▸ **Work order**
Reproduce every entry below precisely; do not include the pictures.

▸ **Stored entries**
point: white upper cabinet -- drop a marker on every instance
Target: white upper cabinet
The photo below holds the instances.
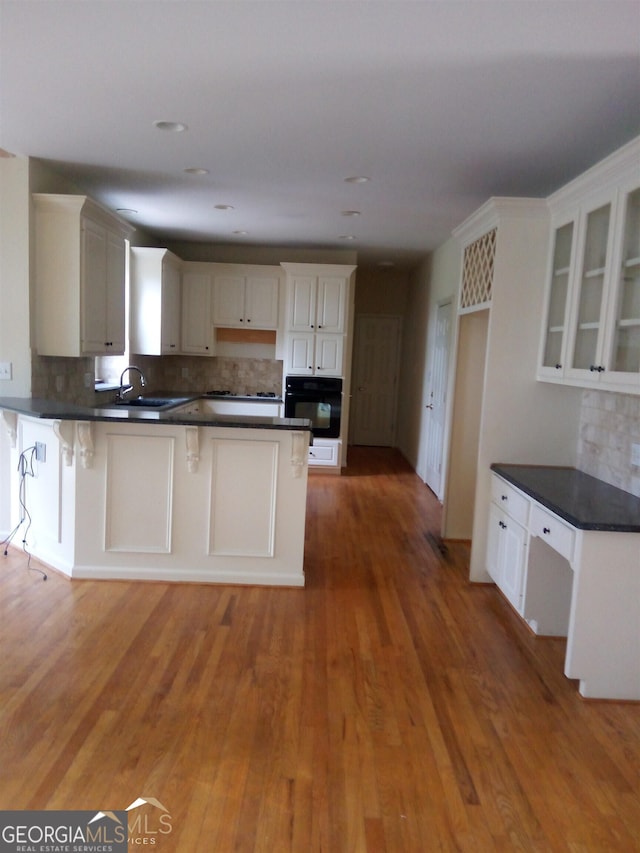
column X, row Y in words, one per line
column 317, row 303
column 197, row 325
column 80, row 251
column 155, row 302
column 318, row 306
column 591, row 334
column 245, row 297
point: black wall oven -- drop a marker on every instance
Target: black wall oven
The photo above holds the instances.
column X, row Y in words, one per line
column 317, row 398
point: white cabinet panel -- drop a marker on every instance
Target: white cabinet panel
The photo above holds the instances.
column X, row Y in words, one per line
column 197, row 323
column 155, row 302
column 591, row 331
column 139, row 493
column 80, row 257
column 243, row 498
column 246, row 298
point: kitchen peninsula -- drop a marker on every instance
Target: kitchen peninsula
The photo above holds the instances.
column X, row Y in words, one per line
column 174, row 494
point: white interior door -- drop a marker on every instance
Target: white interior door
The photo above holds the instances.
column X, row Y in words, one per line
column 437, row 401
column 375, row 380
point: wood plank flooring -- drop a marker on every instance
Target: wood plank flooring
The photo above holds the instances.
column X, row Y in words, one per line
column 389, row 707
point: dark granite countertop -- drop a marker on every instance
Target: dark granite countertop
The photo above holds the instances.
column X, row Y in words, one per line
column 584, row 501
column 35, row 407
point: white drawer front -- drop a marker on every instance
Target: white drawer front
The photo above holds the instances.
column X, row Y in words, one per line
column 510, row 499
column 556, row 533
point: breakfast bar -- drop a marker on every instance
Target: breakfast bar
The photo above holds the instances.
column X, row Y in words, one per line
column 172, row 493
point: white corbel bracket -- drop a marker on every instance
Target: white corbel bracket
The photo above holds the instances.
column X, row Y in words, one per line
column 192, row 439
column 84, row 430
column 63, row 431
column 299, row 454
column 11, row 424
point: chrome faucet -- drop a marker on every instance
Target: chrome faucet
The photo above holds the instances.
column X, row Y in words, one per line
column 124, row 389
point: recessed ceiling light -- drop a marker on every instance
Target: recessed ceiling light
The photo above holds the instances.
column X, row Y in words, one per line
column 172, row 126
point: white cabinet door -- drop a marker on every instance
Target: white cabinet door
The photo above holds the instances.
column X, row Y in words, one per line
column 80, row 255
column 103, row 294
column 506, row 554
column 228, row 300
column 94, row 285
column 328, row 355
column 302, row 303
column 562, row 264
column 170, row 324
column 197, row 328
column 330, row 303
column 115, row 294
column 300, row 353
column 154, row 327
column 246, row 300
column 585, row 354
column 261, row 301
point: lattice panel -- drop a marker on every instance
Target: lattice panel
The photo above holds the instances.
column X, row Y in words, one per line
column 477, row 272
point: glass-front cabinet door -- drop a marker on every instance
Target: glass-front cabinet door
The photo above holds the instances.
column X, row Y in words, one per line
column 624, row 341
column 557, row 306
column 590, row 305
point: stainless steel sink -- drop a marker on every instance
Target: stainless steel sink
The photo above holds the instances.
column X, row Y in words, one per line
column 150, row 402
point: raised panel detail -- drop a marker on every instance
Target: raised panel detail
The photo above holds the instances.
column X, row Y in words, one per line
column 243, row 498
column 139, row 493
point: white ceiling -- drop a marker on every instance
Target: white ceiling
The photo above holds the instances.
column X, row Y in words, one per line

▸ **Final answer**
point: white upper cabinet -- drop a marker on every instance
Target: white upper cabinet
The photo below holds the instances.
column X, row Y in words, one per line
column 317, row 303
column 197, row 325
column 80, row 251
column 155, row 302
column 318, row 306
column 591, row 334
column 245, row 297
point: black wall oven -- drop a marker on every instance
Target: black wall oven
The photo above holds the instances.
column X, row Y in words, one per line
column 317, row 398
point: white cabinet panel -- drop a marker on every instance
Target: white cabinet panel
The photo above holds the instances.
column X, row Y in words, one per line
column 197, row 323
column 155, row 302
column 591, row 331
column 139, row 493
column 80, row 257
column 243, row 498
column 246, row 298
point: kitchen peninsula -- drop a marker on every instance
Target: kitchen peninsula
The photo above holds the instances.
column X, row Y in words, one per line
column 174, row 494
point: white interior door -- drop a marker on every instance
Target: white interior door
The photo above holds the instances.
column X, row Y in words, one per line
column 437, row 401
column 375, row 380
point: wood plank flooring -- drop a marker on every instance
Target: wood plank flooring
The photo above holds the instances.
column X, row Y in words, one per line
column 389, row 707
point: dark granite countertop -- drop a marker on every instance
Target: dark granite countertop
The photo above holds the instances.
column X, row Y in words, one per line
column 584, row 501
column 35, row 407
point: white drawer front -- drop a marker on every instance
Target: white drawer front
The photo above holds the instances.
column X, row Y in words, one per line
column 510, row 499
column 556, row 533
point: breakfast bar -- drop a marker on every instance
Target: breakfast bar
The photo above holds the instances.
column X, row Y in words, one per line
column 172, row 493
point: white corbel bracket -- drop a marker on every instance
Target: white corbel bracket
The photo above holds the instances.
column X, row Y in words, one per line
column 192, row 439
column 84, row 430
column 63, row 431
column 299, row 454
column 11, row 424
point: chrome faucet -- drop a marker on every instance
Target: chrome faucet
The photo above holds the instances.
column X, row Y in words, one per line
column 124, row 389
point: recessed ceiling light -- drop a marker on every instance
Target: recessed ceiling light
The photo above holds the instances.
column X, row Y in words, one per line
column 172, row 126
point: white cabinet door -- drop a marker on every instance
Target: white cabinet door
The photo above holds the instances.
column X, row Y in words, one per line
column 80, row 255
column 103, row 294
column 506, row 554
column 228, row 300
column 94, row 285
column 328, row 355
column 302, row 303
column 562, row 264
column 170, row 324
column 197, row 328
column 330, row 303
column 115, row 294
column 300, row 353
column 154, row 327
column 246, row 300
column 585, row 354
column 261, row 301
point: lattice panel -- drop a marker on every instance
Target: lattice panel
The photo above holds the instances.
column X, row Y in words, one per line
column 477, row 272
point: glass-front cabinet door -- drop a marker on every instance
Target: glass-front cabinet door
The photo above holds the instances.
column X, row Y in words, one per line
column 624, row 341
column 557, row 306
column 590, row 305
point: stainless steel sink -- drop a marker on every instance
Target: stainless steel sink
The photo above holds the instances.
column X, row Y in words, one per line
column 150, row 402
point: raised panel detail -- drop a marker on every instance
Target: raised panel detail
The photo above holds the instances.
column X, row Y in words, one per line
column 243, row 498
column 139, row 493
point: white ceiling -- drop a marker on every instance
Target: white ceiling
The photo above holds the instances.
column X, row Y in words, one per line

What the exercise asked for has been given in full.